── MATERIAL TO PROCESS ──

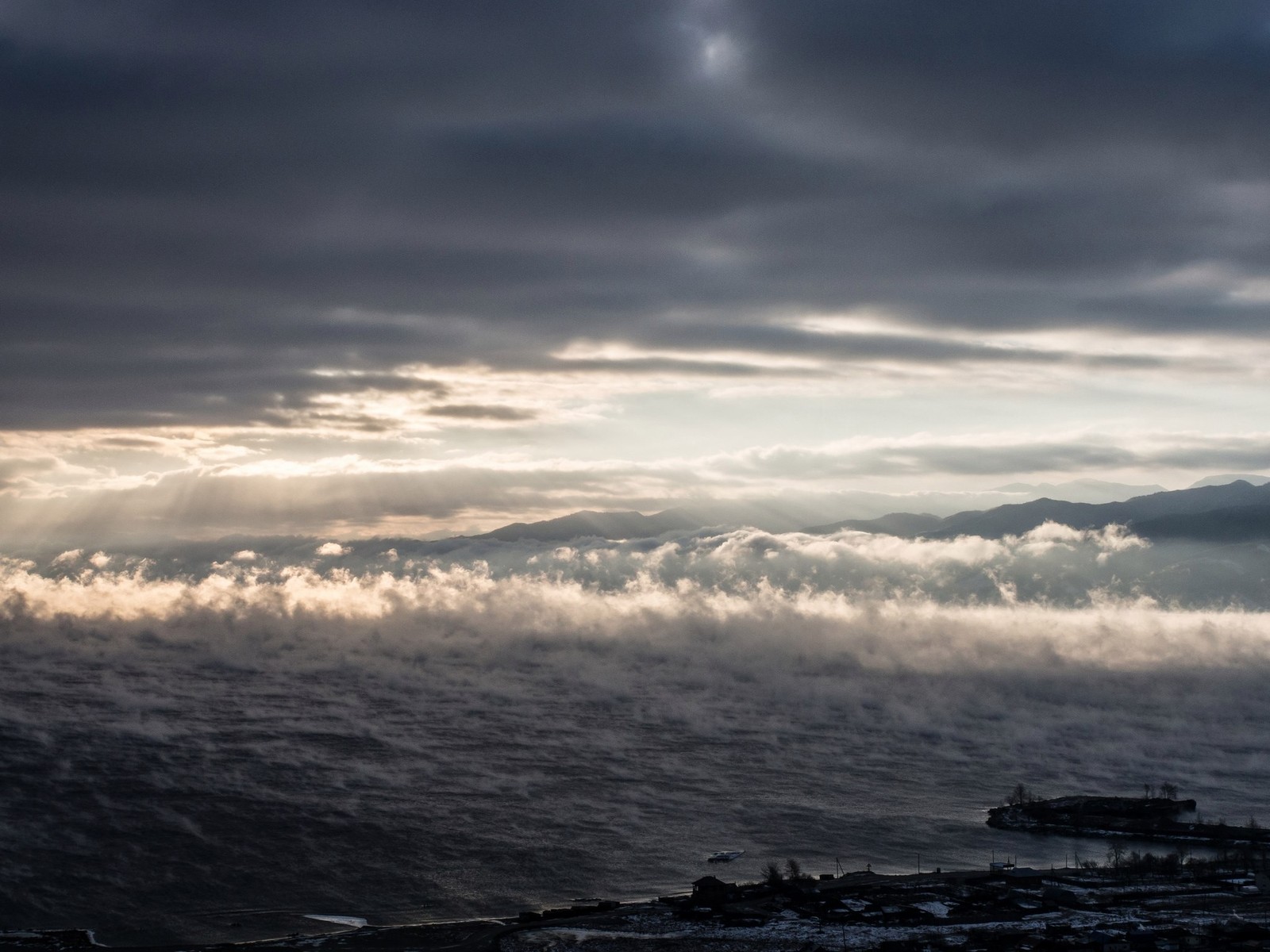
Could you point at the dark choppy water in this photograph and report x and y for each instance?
(173, 761)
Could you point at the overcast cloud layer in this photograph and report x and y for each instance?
(533, 241)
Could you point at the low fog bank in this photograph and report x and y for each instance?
(1052, 565)
(395, 735)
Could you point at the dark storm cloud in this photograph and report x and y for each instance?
(198, 196)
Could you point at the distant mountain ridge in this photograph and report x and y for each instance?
(1233, 512)
(615, 526)
(1137, 513)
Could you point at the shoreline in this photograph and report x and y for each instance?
(1003, 908)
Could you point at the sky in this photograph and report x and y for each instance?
(395, 268)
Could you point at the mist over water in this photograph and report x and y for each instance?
(398, 733)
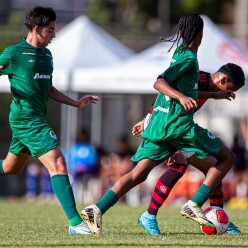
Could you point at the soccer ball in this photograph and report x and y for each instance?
(219, 218)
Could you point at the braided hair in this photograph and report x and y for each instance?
(189, 25)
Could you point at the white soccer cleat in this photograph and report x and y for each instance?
(193, 211)
(80, 229)
(93, 217)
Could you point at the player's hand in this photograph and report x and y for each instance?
(138, 128)
(224, 94)
(188, 103)
(85, 100)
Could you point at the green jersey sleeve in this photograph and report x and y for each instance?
(177, 69)
(6, 62)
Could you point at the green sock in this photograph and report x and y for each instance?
(107, 201)
(202, 194)
(63, 191)
(1, 168)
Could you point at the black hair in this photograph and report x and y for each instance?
(39, 16)
(234, 73)
(189, 25)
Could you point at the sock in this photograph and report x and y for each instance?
(107, 201)
(1, 168)
(63, 191)
(202, 194)
(149, 216)
(217, 197)
(164, 185)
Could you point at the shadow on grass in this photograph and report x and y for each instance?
(121, 245)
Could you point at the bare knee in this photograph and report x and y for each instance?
(12, 171)
(138, 177)
(59, 166)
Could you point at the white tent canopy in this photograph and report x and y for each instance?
(83, 44)
(80, 44)
(137, 74)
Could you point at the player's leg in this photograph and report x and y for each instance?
(177, 167)
(55, 163)
(217, 196)
(16, 158)
(148, 156)
(93, 214)
(13, 164)
(215, 174)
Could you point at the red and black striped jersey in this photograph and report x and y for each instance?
(203, 85)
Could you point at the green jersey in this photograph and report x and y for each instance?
(172, 128)
(169, 119)
(30, 74)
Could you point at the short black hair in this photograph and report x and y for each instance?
(39, 16)
(234, 73)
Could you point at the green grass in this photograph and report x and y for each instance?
(26, 224)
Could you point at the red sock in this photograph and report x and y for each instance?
(217, 197)
(164, 185)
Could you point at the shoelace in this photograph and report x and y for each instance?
(152, 223)
(232, 226)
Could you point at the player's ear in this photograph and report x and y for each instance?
(36, 30)
(224, 79)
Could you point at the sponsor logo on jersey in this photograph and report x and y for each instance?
(159, 108)
(211, 135)
(41, 76)
(163, 189)
(29, 53)
(53, 135)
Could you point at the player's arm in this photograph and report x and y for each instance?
(58, 96)
(138, 128)
(163, 86)
(5, 63)
(224, 94)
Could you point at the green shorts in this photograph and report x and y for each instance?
(197, 140)
(34, 137)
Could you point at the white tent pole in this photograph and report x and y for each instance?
(96, 122)
(68, 118)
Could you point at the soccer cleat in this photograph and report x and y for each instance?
(149, 224)
(93, 217)
(79, 229)
(193, 211)
(232, 229)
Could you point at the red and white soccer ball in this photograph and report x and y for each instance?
(219, 218)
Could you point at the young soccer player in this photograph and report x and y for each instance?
(219, 85)
(29, 65)
(172, 128)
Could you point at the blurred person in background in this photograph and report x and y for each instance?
(239, 180)
(29, 66)
(82, 161)
(118, 163)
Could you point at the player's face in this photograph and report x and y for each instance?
(231, 86)
(46, 34)
(227, 84)
(200, 35)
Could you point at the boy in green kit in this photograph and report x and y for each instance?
(172, 128)
(29, 66)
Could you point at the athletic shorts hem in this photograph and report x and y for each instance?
(45, 151)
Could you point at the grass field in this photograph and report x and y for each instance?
(26, 224)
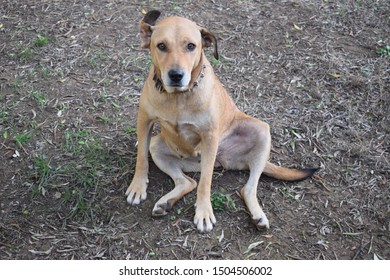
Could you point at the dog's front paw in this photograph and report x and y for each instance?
(261, 222)
(136, 192)
(204, 217)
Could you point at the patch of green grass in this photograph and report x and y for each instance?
(25, 54)
(22, 138)
(41, 41)
(42, 173)
(385, 51)
(38, 97)
(221, 202)
(98, 57)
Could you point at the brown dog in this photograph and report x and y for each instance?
(201, 127)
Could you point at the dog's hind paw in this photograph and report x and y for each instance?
(162, 209)
(261, 223)
(136, 192)
(204, 219)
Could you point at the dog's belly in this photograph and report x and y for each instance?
(182, 139)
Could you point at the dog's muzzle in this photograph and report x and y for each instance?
(176, 78)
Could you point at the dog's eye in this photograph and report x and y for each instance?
(191, 47)
(162, 47)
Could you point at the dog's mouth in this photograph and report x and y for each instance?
(177, 81)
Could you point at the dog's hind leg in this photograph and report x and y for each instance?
(248, 147)
(173, 166)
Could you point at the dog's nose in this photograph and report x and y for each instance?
(176, 76)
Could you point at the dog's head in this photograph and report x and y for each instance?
(176, 45)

───

■ **GIVEN REQUEST**
Set down the rows above exactly, from the line with "Could you point at the boy" up to and including the last row. Leave the pictures out.

■ **THE ANSWER**
Could you point at the boy in green kit in this photograph and report x and y for each instance?
(172, 128)
(29, 66)
Could you point at the athletic shorts hem in this photograph and report x and y for each instance?
(45, 151)
Could you point at the grass field in this photograph and report x and y for each instance?
(26, 224)
Could you point at the dog's front paw in this photograph and report x and y for each instance?
(261, 222)
(136, 192)
(204, 217)
Could you point at the patch of green grass in this photograph and report x and y for each instance?
(25, 54)
(22, 138)
(41, 41)
(42, 173)
(385, 51)
(38, 97)
(221, 202)
(98, 57)
Could you point at the brown dog in this photograph and report x and y for each instance?
(201, 127)
Could you point at the dog's hind paw in this photograph and report x and y for each instance?
(162, 209)
(261, 223)
(136, 192)
(204, 219)
Could you point at the dog's belly in this photograph and report x and y for each instance?
(182, 139)
Could you point at the dog's muzzle in this photograph and report x and y for each instance?
(176, 78)
Could you point at the dog's eye in this photograph and report x and y for each instance?
(191, 47)
(162, 47)
Could you point at the dog's mouth in this photograph and report x and y for each instance?
(177, 81)
Could you point at the dog's hind leg in this photograph and report x and y for each instance?
(248, 147)
(173, 166)
Could you point at the dog's nose in this photograph and report x and y for each instance?
(176, 76)
Could you point at the dog's head in this photograph and report x and y for each instance?
(176, 45)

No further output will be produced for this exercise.